Consigne a
Parmi les lignes à traiter plus bas, présentez sous forme de liste numérotée celles situées entre la ligne contenant « every matching shrub. » et la ligne contenant « 81,198,680,400 », ces deux lignes comprises. Omettez les lignes vides.

Extrait fourni
+++
Moyens mis en œuvre par l’État pour lutter contre le terrorisme

Moyens mis en œuvre par l’État pour lutter contre le terrorisme
10 février 2017

Audition devant la Commission d’enquête relative aux moyens mis en œuvre par l’État pour lutter contre le terrorisme depuis le 7 janvier 2015.


- Seul le prononcé fait foi -

Monsieur le Président,

Monsieur le Rapporteur,

Mesdames et Messieurs les Députés,

Je veux tout d’abord vous remercier de m’avoir invité à m’exprimer aujourd’hui devant vous, dans le cadre de la mission de suivi qui vous a été confiée, le 21 septembre dernier, par la Commission des Lois, concernant le rapport de la commission d’enquête relative aux moyens mis en œuvre par l’État pour lutter contre le terrorisme depuis le 7 janvier 2015.

Au terme de plusieurs mois d’un travail important et documenté, vous avez avancé 40 propositions, dont la mise en œuvre relève, pour bon nombre d’entre elles, du ministère de l’Intérieur. Ce dernier a évidemment prêté tout son concours à vos travaux. Il a mobilisé les services concernés, vous a permis de participer à des exercices, bref il s’est efforcé de vous faciliter la tâche et de vous apporter tous les éléments susceptibles d’éclairer vos réflexions, à l’exception, bien sûr, des éléments concernant les procédures judiciaires alors en cours.

Le Gouvernement est en effet convaincu – je le suis moi-même, comme l’était mon prédécesseur Bernard CAZENEUVE, que vous avez auditionné par deux fois – qu’il est indispensable de faire preuve de la plus grande transparence possible, y compris en matière d’antiterrorisme. La démocratie ne peut que sortir renforcée d’une telle démarche, dès lors que celle-ci est conduite avec toute la rigueur nécessaire.
+++
Consigne b
Prolongez le discours ci-dessus sur les moyens mis en œuvre par l'État contre le terrorisme, en reprenant juste après sa dernière phrase.
+++
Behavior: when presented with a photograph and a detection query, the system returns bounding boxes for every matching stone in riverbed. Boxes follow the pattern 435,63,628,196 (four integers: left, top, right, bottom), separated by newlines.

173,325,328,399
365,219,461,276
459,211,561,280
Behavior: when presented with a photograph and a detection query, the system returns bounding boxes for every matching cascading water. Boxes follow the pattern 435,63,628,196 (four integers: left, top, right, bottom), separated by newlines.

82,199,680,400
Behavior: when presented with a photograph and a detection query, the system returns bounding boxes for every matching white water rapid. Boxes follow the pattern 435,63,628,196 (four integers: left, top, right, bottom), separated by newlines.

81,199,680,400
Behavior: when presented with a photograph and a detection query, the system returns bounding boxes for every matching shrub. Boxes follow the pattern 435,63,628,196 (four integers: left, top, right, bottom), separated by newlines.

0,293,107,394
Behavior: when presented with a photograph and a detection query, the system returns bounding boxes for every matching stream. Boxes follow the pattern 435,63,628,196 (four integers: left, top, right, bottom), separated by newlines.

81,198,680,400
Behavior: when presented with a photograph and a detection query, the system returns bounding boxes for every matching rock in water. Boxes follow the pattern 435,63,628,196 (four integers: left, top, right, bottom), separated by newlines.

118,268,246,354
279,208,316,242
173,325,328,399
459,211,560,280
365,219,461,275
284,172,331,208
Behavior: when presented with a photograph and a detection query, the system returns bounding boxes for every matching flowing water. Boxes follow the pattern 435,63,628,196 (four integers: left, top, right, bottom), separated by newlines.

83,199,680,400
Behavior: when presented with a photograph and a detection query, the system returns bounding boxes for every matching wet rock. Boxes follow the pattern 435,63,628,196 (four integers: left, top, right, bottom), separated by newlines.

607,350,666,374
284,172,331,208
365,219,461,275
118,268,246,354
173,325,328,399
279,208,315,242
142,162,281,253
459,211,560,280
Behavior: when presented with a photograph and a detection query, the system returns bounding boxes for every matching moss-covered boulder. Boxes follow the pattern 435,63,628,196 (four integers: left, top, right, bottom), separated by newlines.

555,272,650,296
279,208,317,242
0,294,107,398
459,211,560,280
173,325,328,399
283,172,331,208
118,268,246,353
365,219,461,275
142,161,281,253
+++
Réponse a
1. Behavior: when presented with a photograph and a detection query, the system returns bounding boxes for every matching shrub. Boxes follow the pattern 435,63,628,196 (four integers: left, top, right, bottom), separated by newlines.
2. 0,293,107,394
3. Behavior: when presented with a photograph and a detection query, the system returns bounding boxes for every matching stream. Boxes follow the pattern 435,63,628,196 (four integers: left, top, right, bottom), separated by newlines.
4. 81,198,680,400

Réponse b
C’est la raison pour laquelle, comme vous l’avez souligné, le ministère de l’Intérieur vous a d’ores et déjà transmis des éléments précis sur l’état d’avancement de 22 propositions parmi les 40 que vous avez faites – plus de la moitié, donc –, et ce dans différents domaines : le renseignement, la protection du territoire national, l’organisation des secours ou encore la coopération à l’échelle européenne.

Aujourd’hui, je souhaite, dans le cadre de mon audition, vous apporter des éléments de réponse complémentaires.

Évidemment, et cela ne surprendra personne, je m’inscris dans la continuité de l’action conduite par mes prédécesseurs. Il y a là une cohérence globale à laquelle le Gouvernement est attaché. Néanmoins, cela n’interdit pas des évolutions ni des améliorations. Par définition, nul dispositif n’est jamais absolument parfait ni définitivement figé, dans la mesure où il doit aussi, pour être pleinement efficace, s’adapter à l’évolution des menaces. De même, il n’existe pas de « dispositif-miracle », si j’ose dire, qui garantirait un risque zéro, chacun d’entre nous en a conscience.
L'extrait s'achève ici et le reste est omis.